Segment Start: Data records

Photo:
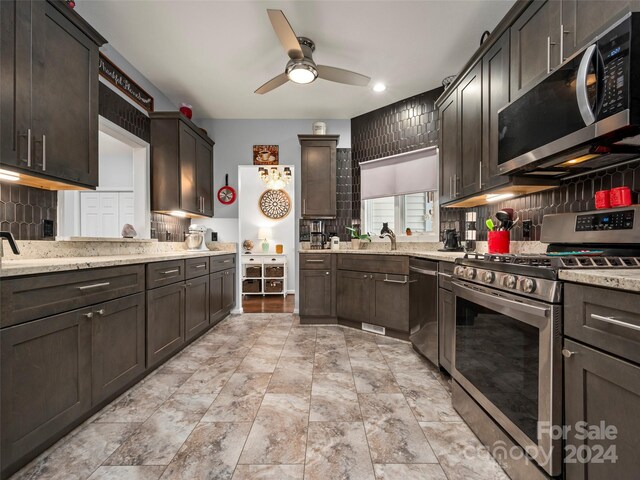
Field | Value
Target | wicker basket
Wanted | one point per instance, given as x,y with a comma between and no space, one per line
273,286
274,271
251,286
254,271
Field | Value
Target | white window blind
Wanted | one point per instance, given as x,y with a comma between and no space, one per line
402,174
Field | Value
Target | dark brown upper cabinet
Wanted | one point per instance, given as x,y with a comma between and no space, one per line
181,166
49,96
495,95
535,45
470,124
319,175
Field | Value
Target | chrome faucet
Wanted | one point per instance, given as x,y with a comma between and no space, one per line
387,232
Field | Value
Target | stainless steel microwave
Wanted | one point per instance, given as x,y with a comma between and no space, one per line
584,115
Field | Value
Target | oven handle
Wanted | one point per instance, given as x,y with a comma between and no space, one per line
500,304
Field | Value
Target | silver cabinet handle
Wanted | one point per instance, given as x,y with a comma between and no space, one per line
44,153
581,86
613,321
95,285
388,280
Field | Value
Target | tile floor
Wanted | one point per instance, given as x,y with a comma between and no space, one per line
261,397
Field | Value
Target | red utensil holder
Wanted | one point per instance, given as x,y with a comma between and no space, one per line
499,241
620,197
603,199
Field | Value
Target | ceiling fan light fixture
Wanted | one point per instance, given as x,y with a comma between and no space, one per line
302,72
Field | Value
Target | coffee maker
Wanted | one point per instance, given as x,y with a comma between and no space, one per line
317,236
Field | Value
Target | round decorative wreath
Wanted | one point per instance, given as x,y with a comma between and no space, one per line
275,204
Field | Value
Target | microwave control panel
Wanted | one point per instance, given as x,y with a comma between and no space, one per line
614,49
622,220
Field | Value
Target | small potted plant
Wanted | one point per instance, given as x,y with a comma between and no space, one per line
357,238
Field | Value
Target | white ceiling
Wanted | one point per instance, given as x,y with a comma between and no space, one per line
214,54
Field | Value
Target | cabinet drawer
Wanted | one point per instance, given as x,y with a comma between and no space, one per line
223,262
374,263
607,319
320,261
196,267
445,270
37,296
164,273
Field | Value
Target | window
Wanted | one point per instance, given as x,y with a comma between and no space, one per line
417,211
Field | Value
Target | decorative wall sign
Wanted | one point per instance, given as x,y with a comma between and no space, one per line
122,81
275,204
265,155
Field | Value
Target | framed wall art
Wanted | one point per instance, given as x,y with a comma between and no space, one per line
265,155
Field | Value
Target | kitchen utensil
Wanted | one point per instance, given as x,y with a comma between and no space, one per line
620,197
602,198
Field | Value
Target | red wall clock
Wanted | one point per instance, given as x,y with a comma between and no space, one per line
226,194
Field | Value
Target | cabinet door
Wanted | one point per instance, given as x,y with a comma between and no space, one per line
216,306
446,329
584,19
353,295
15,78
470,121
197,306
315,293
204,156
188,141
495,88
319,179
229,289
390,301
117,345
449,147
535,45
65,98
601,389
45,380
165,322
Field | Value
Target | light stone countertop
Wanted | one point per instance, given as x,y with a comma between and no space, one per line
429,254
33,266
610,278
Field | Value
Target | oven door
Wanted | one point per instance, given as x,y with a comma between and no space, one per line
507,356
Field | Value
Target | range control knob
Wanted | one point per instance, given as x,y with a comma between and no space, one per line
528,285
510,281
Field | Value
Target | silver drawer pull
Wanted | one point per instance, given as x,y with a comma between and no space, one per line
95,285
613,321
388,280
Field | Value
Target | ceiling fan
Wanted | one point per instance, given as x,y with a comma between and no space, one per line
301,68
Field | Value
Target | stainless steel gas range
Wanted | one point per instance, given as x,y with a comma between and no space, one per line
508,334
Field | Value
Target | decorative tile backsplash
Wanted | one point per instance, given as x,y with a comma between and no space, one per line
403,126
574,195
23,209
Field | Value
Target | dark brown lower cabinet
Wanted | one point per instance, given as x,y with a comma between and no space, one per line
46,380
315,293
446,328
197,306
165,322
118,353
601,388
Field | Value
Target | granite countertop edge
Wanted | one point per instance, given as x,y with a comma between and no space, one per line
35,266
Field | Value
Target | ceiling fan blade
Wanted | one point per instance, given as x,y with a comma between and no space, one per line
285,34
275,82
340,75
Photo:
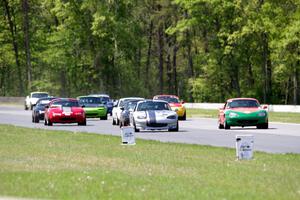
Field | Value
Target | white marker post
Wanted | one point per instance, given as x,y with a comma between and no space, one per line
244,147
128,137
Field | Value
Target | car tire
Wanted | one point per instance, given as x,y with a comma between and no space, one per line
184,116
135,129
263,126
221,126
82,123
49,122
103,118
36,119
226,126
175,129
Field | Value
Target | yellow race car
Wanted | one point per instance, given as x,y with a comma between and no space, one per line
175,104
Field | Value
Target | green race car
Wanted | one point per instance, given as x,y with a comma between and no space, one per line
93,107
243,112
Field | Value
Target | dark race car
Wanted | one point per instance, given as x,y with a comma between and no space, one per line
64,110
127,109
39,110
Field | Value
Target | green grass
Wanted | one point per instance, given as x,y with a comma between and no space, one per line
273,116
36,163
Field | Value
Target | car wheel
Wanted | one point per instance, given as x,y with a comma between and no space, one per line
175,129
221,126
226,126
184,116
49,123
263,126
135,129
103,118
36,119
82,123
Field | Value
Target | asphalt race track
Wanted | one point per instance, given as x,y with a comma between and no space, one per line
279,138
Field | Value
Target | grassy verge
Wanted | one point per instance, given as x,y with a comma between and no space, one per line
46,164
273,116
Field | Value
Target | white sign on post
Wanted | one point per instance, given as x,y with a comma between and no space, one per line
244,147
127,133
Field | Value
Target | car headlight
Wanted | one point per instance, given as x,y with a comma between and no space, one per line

Segment End: Data records

**To do:** Do not include images; quote all of the entries above exactly.

**Written solution:**
Photo:
Field | Value
Target | wicker basket
Wanted | one point per instance, given as x,y with a comma between and no space, one per line
273,286
274,271
251,286
254,271
Field | Value
Target | white window blind
Wanted | one point per instance, given as x,y with a comma between and no space, one per line
402,174
Field | Value
Target | dark brown upper cabinet
Wanted | one point per instance, given as x,y with a comma between and no space, one per line
181,166
49,96
495,95
535,45
470,124
319,175
Field | Value
Target | chrome faucet
Wanted | one point per instance, given as x,y with a comma between and no space, one per line
387,232
Field | Value
Target | stainless steel microwave
Wanted | one point per instance, given as x,y with a comma between and no space, one per line
584,115
Field | Value
Target | oven handle
Wanted | one point per instance, given as x,y with a comma between and no space, one per line
500,304
Field | Value
Target | silver cabinet handle
Wanted | one point per instance, given as x,y with a comma between and no space, one per line
44,153
581,86
613,321
95,285
388,280
Field | Value
Target | tile floor
Wanted | one point per instance, given as x,y with a comma between and no space, one per line
261,397
Field | Value
Target | red utensil holder
Wanted | one point per instance, given as x,y with a comma between and no space, one per line
499,241
620,197
603,199
Field | Value
Target | ceiling fan light fixture
Wanted | one point per instance, given as x,y with a comma between and no space, one per line
302,72
Field | Value
Target | coffee maker
Wanted | one point per instance, given as x,y with a comma between and no space, one per line
317,236
Field | Value
Target | round decorative wreath
Wanted | one point per instance, given as x,y with a comma between and no space, one per line
275,204
Field | Value
Target | microwave control panel
Wanted | one point per instance, given as x,y with a comma between and no space, one per line
614,49
622,220
Field | Value
Target | small potted plant
Wanted | one point per instance, given as x,y with a comma between and no space, one per line
357,238
Field | Value
Target | white ceiling
Wanted | one point per instance, given as x,y with a comma between and no space, one per line
214,54
Field | Value
Target | cabinet drawer
Wanted | one point per instance, given as x,y with a comma between and no space, one per line
223,262
374,263
607,319
320,261
196,267
445,270
37,296
164,273
Field | Value
Target | window
Wanted | one point per instance, given as x,y with a comma between and no space, one per line
417,211
Field | Value
Target | decorative wall sign
Wanted | one point per instance, given as x,y with a comma between and no space, one per line
122,81
275,204
265,155
Field | Value
Target | framed wall art
Wanted | one point per instance, given as x,y with a comma between and no space, one per line
265,155
Field | Value
Target | kitchen utensil
Wanted | one point per instance, given as x,y with a comma between and no space, one per line
620,197
602,198
Field | Value
Target | red wall clock
Wanted | one point per instance, given as x,y with a comma between and no space, one per line
226,194
Field | Value
Target | cabinet door
Wanted | one point per instance, given as x,y with a comma between and no space, one per line
216,306
446,329
584,19
353,295
15,78
470,121
197,306
315,293
204,156
188,141
495,88
319,179
229,289
390,301
117,345
449,147
535,45
65,98
601,389
45,380
165,322
Field | Value
Target | light stone countertop
Wanted | one point per instance, given as x,y with a comma between and no space, one per line
429,254
33,266
610,278
Field | Value
Target | oven door
Wanted | one point per instance, given as x,y with a comma between and no space, one per line
507,356
Field | Value
Target | range control knob
Wanted | one point per instance, given as x,y with a comma between and no space, one per line
528,285
510,281
Field | Value
Target | silver drawer pull
Wanted | one point per instance, given as x,y with a comma between and no space, one per line
95,285
613,321
388,280
Field | Value
Target | ceiling fan
Wanted | one point per instance, given as x,y with a comma between and no space, one per line
301,68
Field | Value
Target | stainless steel gas range
Wanted | one point per instance, given as x,y with a comma between and no space, one per line
508,334
Field | Value
Target | decorative tile backsplash
Wanted | one point per instance, given as x,y with a comma between and no space, one per line
403,126
574,195
23,209
Field | Value
Target | dark brown lower cabinet
Wanted | one point per instance, given as x,y with a comma between and no space, one per line
46,380
315,293
446,328
197,306
165,322
118,353
601,388
Field | Value
Target | granite countertop edge
Wanted | one point per instance, given as x,y with a comma between and no space, one per line
35,266
Field | Value
Target | ceiling fan blade
Wanted | one point per instance, given as x,y with a comma between and no space, one per line
285,34
275,82
340,75
Photo:
Field | Value
Target | white marker post
Wanted | one point per instance, given as x,y with a comma between and no space, one per line
244,147
128,137
Field | Value
Target | car tire
Wanted | one point per instance, given as x,y with a comma between and no space, one per line
184,116
135,129
263,126
221,126
82,123
49,122
103,118
36,119
226,126
175,129
Field | Value
Target | yellow race car
Wanted | one point per instance, given as x,y with a comma between and no space, one per line
175,104
Field | Value
Target | green race car
Wanted | one point per instance, given as x,y with a comma between and no space, one per line
93,107
243,112
Field | Value
Target | dark race car
Wanted | one point per instance, given as x,y with a comma between and no space, one per line
64,110
127,109
39,110
Field | Value
Target | green grass
Wanted | one point per instance, given as x,y with a comma between and no space, one per line
273,116
36,163
Field | Value
Target | car wheel
Wanted | one point per instance, given as x,y with a comma between and no space, one per line
175,129
221,126
226,126
184,116
49,123
263,126
135,129
103,118
36,119
82,123
Field | Value
Target | asphalt race track
Wanted | one point per instance, given as x,y with a comma between and no space, one per line
279,138
Field | Value
Target | grassy verge
Wanted | one point per instance, given as x,y with a comma between and no space, one per line
46,164
273,116
Field | Value
Target | white sign on post
Wanted | one point per instance, given as x,y with a comma between and no space, one per line
244,147
127,133
Field | Value
Target | car headlight
Wanted | one point per instance, given as x,y with a comma between and no space, one per line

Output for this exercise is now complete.